▼

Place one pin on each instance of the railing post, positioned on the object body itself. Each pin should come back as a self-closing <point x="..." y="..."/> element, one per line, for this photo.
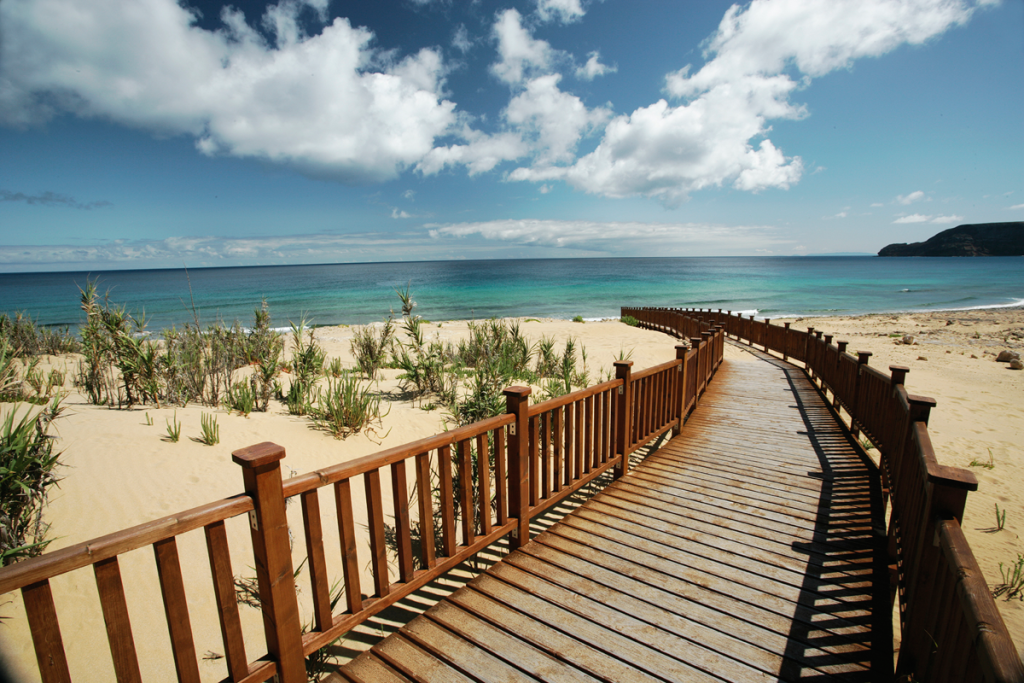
<point x="272" y="555"/>
<point x="517" y="403"/>
<point x="681" y="356"/>
<point x="624" y="410"/>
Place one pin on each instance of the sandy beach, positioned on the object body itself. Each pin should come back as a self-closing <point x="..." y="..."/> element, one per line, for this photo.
<point x="120" y="470"/>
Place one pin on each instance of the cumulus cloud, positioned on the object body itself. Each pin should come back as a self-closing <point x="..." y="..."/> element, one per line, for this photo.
<point x="480" y="154"/>
<point x="613" y="237"/>
<point x="519" y="53"/>
<point x="211" y="251"/>
<point x="910" y="199"/>
<point x="913" y="218"/>
<point x="461" y="40"/>
<point x="594" y="68"/>
<point x="330" y="103"/>
<point x="554" y="120"/>
<point x="759" y="56"/>
<point x="565" y="11"/>
<point x="52" y="200"/>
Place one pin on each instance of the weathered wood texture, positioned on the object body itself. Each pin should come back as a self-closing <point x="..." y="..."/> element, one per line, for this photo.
<point x="743" y="550"/>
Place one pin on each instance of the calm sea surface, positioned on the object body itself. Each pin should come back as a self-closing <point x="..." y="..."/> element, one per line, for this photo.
<point x="771" y="287"/>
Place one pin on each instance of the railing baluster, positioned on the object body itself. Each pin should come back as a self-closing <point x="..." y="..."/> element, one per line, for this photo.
<point x="316" y="560"/>
<point x="448" y="500"/>
<point x="466" y="492"/>
<point x="558" y="439"/>
<point x="227" y="605"/>
<point x="535" y="461"/>
<point x="375" y="518"/>
<point x="483" y="477"/>
<point x="501" y="476"/>
<point x="112" y="598"/>
<point x="45" y="632"/>
<point x="544" y="424"/>
<point x="176" y="609"/>
<point x="349" y="552"/>
<point x="399" y="497"/>
<point x="425" y="499"/>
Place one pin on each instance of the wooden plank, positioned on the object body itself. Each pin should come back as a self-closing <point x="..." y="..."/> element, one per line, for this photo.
<point x="349" y="551"/>
<point x="476" y="663"/>
<point x="560" y="479"/>
<point x="417" y="663"/>
<point x="399" y="498"/>
<point x="671" y="603"/>
<point x="501" y="476"/>
<point x="528" y="658"/>
<point x="176" y="610"/>
<point x="112" y="599"/>
<point x="369" y="669"/>
<point x="45" y="633"/>
<point x="483" y="479"/>
<point x="466" y="508"/>
<point x="622" y="635"/>
<point x="227" y="605"/>
<point x="584" y="655"/>
<point x="446" y="499"/>
<point x="316" y="559"/>
<point x="375" y="520"/>
<point x="424" y="497"/>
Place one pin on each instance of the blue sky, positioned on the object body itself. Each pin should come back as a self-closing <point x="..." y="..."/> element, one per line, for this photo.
<point x="151" y="133"/>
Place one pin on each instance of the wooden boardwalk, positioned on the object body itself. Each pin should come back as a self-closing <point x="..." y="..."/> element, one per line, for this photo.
<point x="749" y="548"/>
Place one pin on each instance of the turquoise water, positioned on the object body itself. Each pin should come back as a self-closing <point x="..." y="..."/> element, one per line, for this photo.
<point x="769" y="287"/>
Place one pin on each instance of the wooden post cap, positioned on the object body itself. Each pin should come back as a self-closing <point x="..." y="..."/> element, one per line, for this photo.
<point x="898" y="374"/>
<point x="259" y="455"/>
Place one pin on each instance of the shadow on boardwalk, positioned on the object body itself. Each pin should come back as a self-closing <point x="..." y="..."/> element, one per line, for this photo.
<point x="745" y="549"/>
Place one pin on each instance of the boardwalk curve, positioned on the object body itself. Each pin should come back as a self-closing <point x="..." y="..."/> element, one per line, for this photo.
<point x="745" y="549"/>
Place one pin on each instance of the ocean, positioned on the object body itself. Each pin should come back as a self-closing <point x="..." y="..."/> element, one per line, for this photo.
<point x="360" y="293"/>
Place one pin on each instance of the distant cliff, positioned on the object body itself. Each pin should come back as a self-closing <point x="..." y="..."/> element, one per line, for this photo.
<point x="978" y="240"/>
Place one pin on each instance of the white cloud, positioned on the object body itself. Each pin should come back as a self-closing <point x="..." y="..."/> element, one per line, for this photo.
<point x="565" y="11"/>
<point x="615" y="237"/>
<point x="480" y="154"/>
<point x="317" y="102"/>
<point x="910" y="199"/>
<point x="554" y="120"/>
<point x="461" y="40"/>
<point x="594" y="68"/>
<point x="520" y="54"/>
<point x="719" y="135"/>
<point x="913" y="218"/>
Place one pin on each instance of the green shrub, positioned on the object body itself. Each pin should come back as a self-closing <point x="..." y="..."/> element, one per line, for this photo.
<point x="210" y="429"/>
<point x="28" y="465"/>
<point x="344" y="408"/>
<point x="241" y="397"/>
<point x="371" y="345"/>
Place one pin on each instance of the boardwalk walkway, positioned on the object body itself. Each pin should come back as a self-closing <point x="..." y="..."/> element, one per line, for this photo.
<point x="742" y="550"/>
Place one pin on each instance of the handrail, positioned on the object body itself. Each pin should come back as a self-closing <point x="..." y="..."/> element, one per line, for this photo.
<point x="540" y="454"/>
<point x="940" y="584"/>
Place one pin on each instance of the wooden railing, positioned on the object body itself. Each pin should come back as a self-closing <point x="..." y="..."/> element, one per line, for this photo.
<point x="951" y="629"/>
<point x="492" y="477"/>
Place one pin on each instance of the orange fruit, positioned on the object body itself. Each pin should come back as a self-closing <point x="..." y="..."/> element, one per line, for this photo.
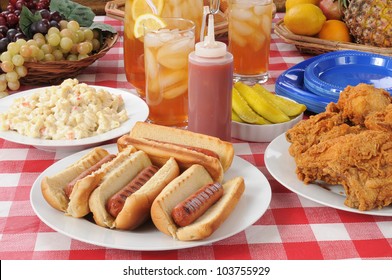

▲

**TO DO**
Please reproduce the whole listing exactly; the pictures stay out.

**TASK ANSWER**
Place one pin on each instance of the railing post, positioned on the object body itself. Each pin should come back as a self-closing <point x="..." y="..."/> element, one per line, for this photo.
<point x="272" y="555"/>
<point x="517" y="403"/>
<point x="681" y="356"/>
<point x="624" y="410"/>
Place one pin on each instance of the sandy beach, positioned on the object body itself. Each pin should come back as a self-closing <point x="..." y="..."/> element, one per line, for this photo.
<point x="120" y="470"/>
Place one pin on each instance of the cumulus cloud, positioned on the object body itself. Each pin should come back as a self-closing <point x="..." y="..."/> element, one per line, for this photo.
<point x="480" y="154"/>
<point x="613" y="237"/>
<point x="519" y="53"/>
<point x="211" y="251"/>
<point x="910" y="199"/>
<point x="913" y="218"/>
<point x="461" y="40"/>
<point x="594" y="68"/>
<point x="330" y="103"/>
<point x="554" y="120"/>
<point x="759" y="56"/>
<point x="565" y="11"/>
<point x="52" y="200"/>
Place one pin on each instance of the weathered wood texture, positioned on the object body itself. Each pin should come back as a self-closing <point x="..." y="..."/> element, one per line, for this photo.
<point x="743" y="550"/>
Place one pin on each instance of the calm sea surface, positioned on the object body itself. Each pin should come back as a self-closing <point x="..." y="..."/> element, one per line, for this photo.
<point x="771" y="287"/>
Place one pin on each instance of the railing baluster, positioned on the object body itself. Each pin should come back as a self-closing <point x="..." y="..."/> element, one per line, for this photo.
<point x="316" y="560"/>
<point x="448" y="500"/>
<point x="466" y="492"/>
<point x="558" y="439"/>
<point x="227" y="605"/>
<point x="535" y="461"/>
<point x="375" y="518"/>
<point x="483" y="477"/>
<point x="501" y="476"/>
<point x="112" y="598"/>
<point x="45" y="632"/>
<point x="544" y="424"/>
<point x="176" y="609"/>
<point x="349" y="552"/>
<point x="399" y="497"/>
<point x="425" y="499"/>
Place one pin on each instance of the wooden plank, positioned on the object body itself. Each pin should come back as a self-closing <point x="..." y="..."/> element, one per line, for this photo.
<point x="349" y="551"/>
<point x="476" y="663"/>
<point x="560" y="479"/>
<point x="417" y="663"/>
<point x="399" y="498"/>
<point x="671" y="603"/>
<point x="501" y="476"/>
<point x="528" y="658"/>
<point x="176" y="610"/>
<point x="112" y="599"/>
<point x="369" y="669"/>
<point x="45" y="633"/>
<point x="483" y="479"/>
<point x="466" y="508"/>
<point x="622" y="635"/>
<point x="227" y="605"/>
<point x="584" y="655"/>
<point x="446" y="499"/>
<point x="316" y="559"/>
<point x="375" y="520"/>
<point x="424" y="497"/>
Place one pin on each instance of the blue sky, positioned on the object body itself. Each pin should come back as a self-closing <point x="..." y="..."/> element, one per line, for this photo.
<point x="151" y="133"/>
Place one pin on each instance of the wooden boardwalk, positioned on the object body itself. Each pin should come back as a self-closing <point x="..." y="..."/> element, one per line, for this photo.
<point x="749" y="548"/>
Place one pin on each instance of the turquoise water, positioned on the object body itself. Each pin should come back as a self-closing <point x="..." y="..."/> element, one per line, for this photo.
<point x="769" y="287"/>
Place one pin on each instance of the wooden post cap, positioned on the object body itself. Each pin should come back as a self-closing <point x="..." y="..."/> element, one per line, for this photo.
<point x="898" y="374"/>
<point x="259" y="455"/>
Place one pin on each instance of the shadow on boardwalk, positioned on the object body itself. Each pin should come back as a self-closing <point x="..." y="..."/> element, one per line, for this photo.
<point x="745" y="549"/>
Place one pin on each instance of the boardwalk curve, positioned on the object body itself. Each pin should come back as a self-closing <point x="..." y="..."/> element, one per line, for this photo.
<point x="745" y="549"/>
Place one pin on each instance of the ocean, positioned on the object body itself. Each pin should come back as a self-closing <point x="..." y="..."/> element, one per line, for this photo.
<point x="360" y="293"/>
Place one pin on each instance of the distant cliff, positioned on the object body itself. Each pin should come back as a self-closing <point x="..." y="..."/> element, one per line, for this photo.
<point x="978" y="240"/>
Place one pin on each instance of the white cloud, positioned on the object body itself. Each pin should come back as a self-closing <point x="..." y="..."/> element, one per line, for this photo.
<point x="565" y="11"/>
<point x="615" y="237"/>
<point x="480" y="154"/>
<point x="317" y="102"/>
<point x="910" y="199"/>
<point x="554" y="120"/>
<point x="461" y="40"/>
<point x="594" y="68"/>
<point x="520" y="54"/>
<point x="719" y="135"/>
<point x="913" y="218"/>
Place one pin on each instance of the green shrub, positioned on the object body itself. Each pin should come back as a self-closing <point x="..." y="..."/> element, one per line, for this photo.
<point x="210" y="429"/>
<point x="28" y="465"/>
<point x="344" y="408"/>
<point x="241" y="397"/>
<point x="371" y="345"/>
Place one pin on each instance of the boardwalk walkway, positioned on the object body itself. Each pin should come back as a self-closing <point x="..." y="..."/> element, one per line, for this photo.
<point x="742" y="550"/>
Place one pin on each instance of the handrail, positioned on the object body itself. Each pin should come back as a self-closing <point x="..." y="..."/> element, one per line, for this photo.
<point x="540" y="454"/>
<point x="940" y="584"/>
Place one pin on each instance of the wooden railing, positioned on the object body itself. Each pin should come back as a self-closing <point x="..." y="..."/> element, one per line, for this photo.
<point x="951" y="629"/>
<point x="492" y="477"/>
Place one pin on each instance of the orange fruit, positioned on the object body itself. Each pin should come back as a self-closing <point x="..." y="..."/> element, one per line, for this photo.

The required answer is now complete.